ESTRATTO DELLA PAGINA:
Dopo aver apprezzato Tosca dei boschi e la versione disneyana di Orgoglio e pregiudizio pubblicata sulle pagine di Topolino, abbiamo contattato Teresa Radice e Stefano Turconi per scoprire qualche retroscena sulla lavorazione di queste opere.

Il risultato è una ricca intervista in cui ci svelano qualcosa in più sul loro approccio alle storie, oltre a fornirci qualche anticipazione sui progetti futuri:

 

Da poco si è conclusa su “Topolino” la vostra versione di “Orgoglio e Pregiudizio”, che probabilmente ha richiesto uno sforzo maggiore rispetto ad altri adattamenti disneyani. Escludendo matrimoni e “doti”, quali sono state le principali difficoltà? E per quanto riguarda Paperino, com’è stato utilizzare questa inedita versione più elegante e affascinante del solito?

Orgoglio e Pregiudizio, anteprima 01

Il romanzo della Austen non è esattamente l’opera più facile da traslare nell’universo Disney, ma le vogliamo bene da tempo e avevamo voglia di cimentarci con qualcosa di diverso da “L’isola del tesoro”, il nostro precedente adattamento (preferiamo questa definizione rispetto a “parodia”, perché, sebbene inevitabilmente le parti più drammatiche dei romanzi originali necessitino in ottica Disney di un “alleggerimento” spesso in chiave comica, ci piace restare il più fedeli possibile alla matrice).

Forse la maggiore difficoltà, questa volta, era rappresentata dalla “staticità” del romanzo, i cui accadimenti – al di là di qualche scena più attiva – avvengono perlopiù nell’animo dei personaggi. E questo, se è ben noto ai fan della Austen, non è altrettanto scontato che venga accettato dai lettori usuali di “Topolino”. In effetti, stavolta ci siamo arrischiati andando a toccare le corde più intime dei “Janeiters” e contemporaneamente quelle dei “Disneyani”… ed era inevitabile che, mescolando i due mondi, ci fosse qualcuno scontento.

La seconda parte della tua domanda ci porta proprio al motivo della scontentezza di diversi lettori Disney incalliti: Paperino/Mr. Duckcy ha sfumature diverse da quelle che siamo abituati a vedere nelle storie paperopolesi – ma noi troviamo che qui stia semplicemente facendo trapelare alcuni lati del suo carattere che di solito tiene nascosti – e ci siamo presi la libertà di non attenerci strettamente ai “dati anagrafici” dei personaggi. C’è chi ha storto il naso davanti a una Paperetta sorella maggiore di Paperina, o a un’Amelia sorella di Paperoga, o a Ciccio e Miss Paperett temporaneamente accoppiati… ma in fondo, chi ha mai stabilito esattamente che età precisa abbiano questi personaggi? Non è forse la loro età legata anche e soprattutto a come noi lettori li percepiamo, di storia in storia?

ESTRATTO DEI DATI:
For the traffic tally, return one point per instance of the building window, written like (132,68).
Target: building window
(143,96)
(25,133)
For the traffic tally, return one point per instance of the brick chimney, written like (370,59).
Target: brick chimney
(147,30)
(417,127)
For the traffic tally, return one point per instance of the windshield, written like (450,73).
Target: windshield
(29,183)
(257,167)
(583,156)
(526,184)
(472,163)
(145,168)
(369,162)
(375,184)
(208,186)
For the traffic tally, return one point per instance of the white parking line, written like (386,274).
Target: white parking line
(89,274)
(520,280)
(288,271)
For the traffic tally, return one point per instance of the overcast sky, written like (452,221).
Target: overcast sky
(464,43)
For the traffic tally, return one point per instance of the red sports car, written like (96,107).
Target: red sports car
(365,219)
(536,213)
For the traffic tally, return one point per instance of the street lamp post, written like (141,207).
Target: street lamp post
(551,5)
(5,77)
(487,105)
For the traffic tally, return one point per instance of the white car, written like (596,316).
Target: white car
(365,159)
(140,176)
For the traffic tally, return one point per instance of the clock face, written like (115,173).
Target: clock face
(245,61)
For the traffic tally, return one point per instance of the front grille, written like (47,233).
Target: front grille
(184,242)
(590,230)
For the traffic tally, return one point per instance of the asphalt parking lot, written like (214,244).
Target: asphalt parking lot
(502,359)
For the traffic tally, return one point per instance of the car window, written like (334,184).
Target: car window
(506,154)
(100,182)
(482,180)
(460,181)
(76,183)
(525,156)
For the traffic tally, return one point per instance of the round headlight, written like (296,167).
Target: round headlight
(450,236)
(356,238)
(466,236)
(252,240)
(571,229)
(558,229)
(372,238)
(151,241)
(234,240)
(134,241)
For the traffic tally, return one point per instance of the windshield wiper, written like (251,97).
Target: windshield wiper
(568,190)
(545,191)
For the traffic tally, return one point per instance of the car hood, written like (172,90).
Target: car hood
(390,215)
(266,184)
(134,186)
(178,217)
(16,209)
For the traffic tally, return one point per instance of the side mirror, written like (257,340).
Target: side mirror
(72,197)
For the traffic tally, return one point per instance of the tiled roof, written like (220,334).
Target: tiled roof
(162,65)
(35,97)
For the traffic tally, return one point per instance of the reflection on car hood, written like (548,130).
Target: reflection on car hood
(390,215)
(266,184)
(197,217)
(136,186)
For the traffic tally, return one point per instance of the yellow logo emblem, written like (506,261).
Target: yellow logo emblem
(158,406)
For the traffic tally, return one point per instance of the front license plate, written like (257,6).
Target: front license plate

CONSEGNA: Elenchi tutti i personaggi Disney citati nel paragrafo dell'intervista che comincia con «La seconda parte della tua domanda». Le voci riportate non hanno alcun legame con l'intervista.

RISPOSTA ATTESA: Paperino (Mr. Duckcy), Paperetta, Paperina, Amelia, Paperoga, Ciccio, Miss Paperett.